EXERCISE DIRECTIONS: Make an exact copy of the lines below.

___ DATA SUPPLIED

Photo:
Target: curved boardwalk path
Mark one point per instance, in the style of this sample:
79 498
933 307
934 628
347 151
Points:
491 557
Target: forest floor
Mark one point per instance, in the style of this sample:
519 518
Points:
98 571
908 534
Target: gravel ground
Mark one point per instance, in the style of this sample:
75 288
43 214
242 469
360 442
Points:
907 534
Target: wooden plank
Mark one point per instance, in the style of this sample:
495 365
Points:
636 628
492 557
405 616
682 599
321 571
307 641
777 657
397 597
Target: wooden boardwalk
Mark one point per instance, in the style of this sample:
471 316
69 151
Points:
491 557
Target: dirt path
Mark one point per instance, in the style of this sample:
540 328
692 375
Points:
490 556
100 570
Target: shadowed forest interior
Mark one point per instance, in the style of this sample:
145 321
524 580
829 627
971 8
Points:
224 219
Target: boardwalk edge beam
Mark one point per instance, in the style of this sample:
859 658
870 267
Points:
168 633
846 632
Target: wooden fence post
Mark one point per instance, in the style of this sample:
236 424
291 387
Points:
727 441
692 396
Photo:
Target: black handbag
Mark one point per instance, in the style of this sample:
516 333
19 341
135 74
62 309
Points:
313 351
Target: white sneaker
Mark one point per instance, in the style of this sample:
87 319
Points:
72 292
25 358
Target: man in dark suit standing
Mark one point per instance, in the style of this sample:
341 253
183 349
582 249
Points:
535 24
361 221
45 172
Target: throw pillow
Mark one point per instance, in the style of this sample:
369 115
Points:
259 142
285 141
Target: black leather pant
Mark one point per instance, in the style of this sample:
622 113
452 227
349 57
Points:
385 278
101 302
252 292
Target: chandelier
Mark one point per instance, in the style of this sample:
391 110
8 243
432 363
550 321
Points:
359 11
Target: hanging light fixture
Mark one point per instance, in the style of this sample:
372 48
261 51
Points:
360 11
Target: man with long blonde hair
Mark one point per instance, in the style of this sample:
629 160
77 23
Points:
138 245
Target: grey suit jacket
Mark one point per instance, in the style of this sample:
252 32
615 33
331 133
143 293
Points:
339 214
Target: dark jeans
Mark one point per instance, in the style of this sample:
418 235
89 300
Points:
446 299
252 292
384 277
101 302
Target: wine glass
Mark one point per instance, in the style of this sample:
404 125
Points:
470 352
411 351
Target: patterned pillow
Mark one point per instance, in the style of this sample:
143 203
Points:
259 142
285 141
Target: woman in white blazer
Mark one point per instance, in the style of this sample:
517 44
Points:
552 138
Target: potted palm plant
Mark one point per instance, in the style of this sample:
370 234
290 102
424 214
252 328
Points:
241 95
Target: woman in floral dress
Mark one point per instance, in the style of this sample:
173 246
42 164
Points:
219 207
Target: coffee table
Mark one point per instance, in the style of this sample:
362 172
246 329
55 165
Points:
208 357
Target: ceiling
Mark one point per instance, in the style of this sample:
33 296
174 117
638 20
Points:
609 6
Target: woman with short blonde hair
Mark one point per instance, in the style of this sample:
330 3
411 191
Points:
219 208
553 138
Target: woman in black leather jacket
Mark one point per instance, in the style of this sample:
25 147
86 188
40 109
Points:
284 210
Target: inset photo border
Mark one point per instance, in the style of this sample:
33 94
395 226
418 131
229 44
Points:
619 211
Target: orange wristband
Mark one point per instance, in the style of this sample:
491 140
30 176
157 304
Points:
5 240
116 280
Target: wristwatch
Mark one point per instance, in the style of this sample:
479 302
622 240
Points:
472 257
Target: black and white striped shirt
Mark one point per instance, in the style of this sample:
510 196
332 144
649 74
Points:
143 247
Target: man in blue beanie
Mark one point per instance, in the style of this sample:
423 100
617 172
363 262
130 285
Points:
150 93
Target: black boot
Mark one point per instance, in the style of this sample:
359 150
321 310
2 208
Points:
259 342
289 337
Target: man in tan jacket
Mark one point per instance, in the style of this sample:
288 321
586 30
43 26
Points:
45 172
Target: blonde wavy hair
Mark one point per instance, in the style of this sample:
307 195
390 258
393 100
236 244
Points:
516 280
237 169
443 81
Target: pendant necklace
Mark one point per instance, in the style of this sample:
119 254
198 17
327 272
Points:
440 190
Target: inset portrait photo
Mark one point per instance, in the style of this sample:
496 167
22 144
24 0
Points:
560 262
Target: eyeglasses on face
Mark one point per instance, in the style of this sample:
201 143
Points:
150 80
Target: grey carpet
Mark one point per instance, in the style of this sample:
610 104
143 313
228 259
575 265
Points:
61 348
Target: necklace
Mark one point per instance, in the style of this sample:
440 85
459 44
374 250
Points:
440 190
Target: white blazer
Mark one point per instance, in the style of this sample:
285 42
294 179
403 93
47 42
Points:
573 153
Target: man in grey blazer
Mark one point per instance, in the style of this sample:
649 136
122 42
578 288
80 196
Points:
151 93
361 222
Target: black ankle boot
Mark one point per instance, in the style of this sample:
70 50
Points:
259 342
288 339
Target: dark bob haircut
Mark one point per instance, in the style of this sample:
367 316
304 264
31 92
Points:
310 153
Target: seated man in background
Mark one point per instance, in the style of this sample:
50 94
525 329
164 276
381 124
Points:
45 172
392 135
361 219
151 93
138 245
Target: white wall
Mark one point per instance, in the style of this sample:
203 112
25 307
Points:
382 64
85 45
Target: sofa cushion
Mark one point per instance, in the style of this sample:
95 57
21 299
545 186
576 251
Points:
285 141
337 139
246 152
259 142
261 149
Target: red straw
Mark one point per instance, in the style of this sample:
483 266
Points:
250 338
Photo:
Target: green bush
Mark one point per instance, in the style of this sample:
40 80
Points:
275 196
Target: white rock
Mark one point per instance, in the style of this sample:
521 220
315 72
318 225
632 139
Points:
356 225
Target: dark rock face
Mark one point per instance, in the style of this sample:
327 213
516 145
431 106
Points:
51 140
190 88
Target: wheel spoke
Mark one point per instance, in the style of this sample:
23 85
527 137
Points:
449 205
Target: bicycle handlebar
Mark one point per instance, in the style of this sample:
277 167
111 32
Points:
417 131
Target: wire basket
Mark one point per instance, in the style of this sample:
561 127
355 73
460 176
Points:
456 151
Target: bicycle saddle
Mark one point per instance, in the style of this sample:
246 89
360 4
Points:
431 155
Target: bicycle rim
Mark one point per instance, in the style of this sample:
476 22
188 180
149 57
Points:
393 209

______

OUTPUT OF THE TASK:
Photo:
Target: curved boardwalk path
Mark one point per instance, in the style of this sample:
79 498
933 307
934 628
347 151
Points:
491 557
Target: forest floor
Mark one point per instance, in the style of this sample:
519 518
Points:
98 571
908 534
Target: gravel ground
Mark one point per instance, in the style of this sample:
75 288
43 214
242 469
360 442
Points:
907 534
Target: wooden plank
Mark one point per instance, in the style of this sample:
495 365
Points:
636 628
492 557
405 616
682 599
321 571
307 641
777 657
397 597
Target: wooden boardwalk
Mark one point per instance, in the style of this sample:
471 316
69 151
Points:
491 557
Target: dirt path
Mark one point per instance, in the style of this sample:
540 328
692 375
Points:
490 556
100 570
Target: shadowed forest interior
Mark one point per instance, in the style of this sample:
145 321
524 580
829 627
971 8
Points:
224 219
Target: boardwalk edge beam
Mark one point per instance, in the style of this sample:
859 658
870 267
Points:
168 633
846 632
Target: wooden fence post
Mark one point per instance, in the style of this sample:
236 424
291 387
Points:
727 441
692 396
Photo:
Target: black handbag
Mark one point per instance, in the style of this sample:
516 333
19 341
135 74
62 309
Points:
313 351
Target: white sneaker
Mark one point per instance, in the style of this sample:
87 319
Points:
72 292
25 358
Target: man in dark suit standing
Mark one point per instance, in the style of this sample:
341 253
183 349
582 249
Points:
535 24
361 221
45 172
Target: throw pillow
Mark one point per instance, in the style of this sample:
369 115
Points:
259 142
285 141
Target: black leather pant
Mark one point per instance, in the style of this sample:
622 113
452 227
349 57
Points:
385 278
101 302
252 292
Target: chandelier
Mark one point per instance, in the style of this sample:
391 110
8 243
432 363
550 321
Points:
359 11
Target: hanging light fixture
Mark one point per instance, in the style of this sample:
372 48
261 51
Points:
360 11
Target: man with long blonde hair
Mark one point per instance, in the style of this sample:
629 160
77 23
Points:
138 245
Target: grey suit jacket
Mark one point per instance, in the style of this sample:
252 32
615 33
331 133
143 293
Points:
339 214
Target: dark jeans
Mark one point per instance, in the style of this sample:
418 235
89 300
Points:
446 299
252 292
384 277
101 302
Target: wine glass
Mark one point per instance, in the style of this sample:
404 125
Points:
470 352
411 351
Target: patterned pillow
Mark one point per instance, in the style of this sample:
143 203
Points:
259 142
285 141
Target: woman in white blazer
Mark one point per instance, in the style of this sample:
517 44
Points:
552 138
Target: potted palm plant
Mark one point per instance, in the style of this sample:
370 234
290 102
424 214
252 328
Points:
241 95
Target: woman in floral dress
Mark one point per instance, in the style of this sample:
173 246
42 164
Points:
219 207
Target: coffee table
Mark one point per instance, in the style of this sample:
362 172
246 329
55 165
Points:
208 357
Target: ceiling
Mark one point per instance, in the style of this sample:
33 296
174 117
638 20
Points:
609 6
Target: woman with short blonde hair
Mark one point per instance, in the style of this sample:
330 3
411 191
Points:
219 208
553 138
Target: woman in black leather jacket
Mark one point per instance, in the style of this sample:
25 147
86 188
40 109
Points:
284 210
Target: inset photo border
Mark one point per instance, in the style of this sample:
33 94
395 226
418 131
229 44
Points:
619 211
Target: orange wristband
Mark one point per instance, in the style of this sample:
491 140
30 176
157 304
Points:
5 240
116 280
Target: wristwatch
Mark one point per instance, in the style of this sample:
479 302
622 240
Points:
472 257
Target: black and white striped shirt
Mark one point per instance, in the style of this sample:
510 196
332 144
649 74
Points:
143 247
Target: man in blue beanie
Mark one point per instance, in the style of this sample:
423 100
617 172
363 262
130 285
Points:
150 93
Target: black boot
Mark one point per instance, in the style of this sample:
359 150
321 310
2 208
Points:
259 342
289 337
Target: man in tan jacket
Mark one point per instance, in the style of this sample:
288 321
586 30
43 26
Points:
45 172
Target: blonde wavy hair
Mark one point per instance, in the style of this sample:
307 195
390 258
393 100
236 244
Points:
516 280
237 169
443 81
Target: pendant necklace
Mark one point per instance, in the style of this sample:
119 254
198 17
327 272
Points:
440 190
Target: inset portrait photo
Mark one point per instance, in the style of this sample:
496 167
22 144
24 0
Points:
560 262
Target: eyeglasses on face
Mark one point per instance, in the style of this sample:
201 143
Points:
150 80
Target: grey carpet
Mark one point per instance, in the style of this sample:
610 104
143 313
228 259
575 265
Points:
61 348
Target: necklace
Mark one point per instance, in the style of this sample:
440 85
459 44
374 250
Points:
440 190
Target: white blazer
Mark one point per instance, in the style of this sample:
285 42
294 179
403 93
47 42
Points:
573 153
Target: man in grey blazer
Mark one point per instance, in the style of this sample:
649 136
122 42
578 288
80 196
Points:
151 93
361 222
Target: black ankle boot
Mark one point per instance, in the style of this sample:
70 50
Points:
259 342
288 339
Target: dark bob haircut
Mark one point per instance, in the style of this sample:
367 316
304 264
31 92
Points:
310 153
Target: seated man in background
Mark one point per instance, in the style of this sample:
50 94
525 329
164 276
381 124
Points:
45 172
392 135
361 219
151 93
138 245
Target: white wall
Mark one point per instance, in the style of this sample:
203 112
25 307
Points:
382 64
85 45
Target: sofa cushion
Mark one point per instance, in the style of this sample:
95 57
21 299
545 186
576 251
Points:
285 141
337 139
246 152
259 142
261 149
Target: red straw
Mark one point per instance, in the style of this sample:
483 266
Points:
250 338
Photo:
Target: green bush
Mark one point per instance, in the style of this sample:
40 80
Points:
275 196
Target: white rock
Mark one point per instance, in the style of this sample:
521 220
315 72
318 225
632 139
Points:
356 225
Target: dark rock face
Mark one point per instance, in the style of this sample:
327 213
516 145
431 106
Points:
51 140
190 88
Target: wheel spoke
Mark one point per instance, in the style of this sample:
23 85
527 137
Points:
449 205
Target: bicycle handlebar
Mark one point per instance, in the style of this sample:
277 167
111 32
Points:
417 131
Target: wire basket
Mark one point per instance, in the style of this sample:
561 127
355 73
460 176
Points:
456 151
Target: bicycle saddle
Mark one point per instance, in the style of this sample:
246 89
360 4
Points:
431 155
Target: bicycle rim
Mark one point per instance, in the style of this sample:
476 22
188 180
149 57
Points:
393 209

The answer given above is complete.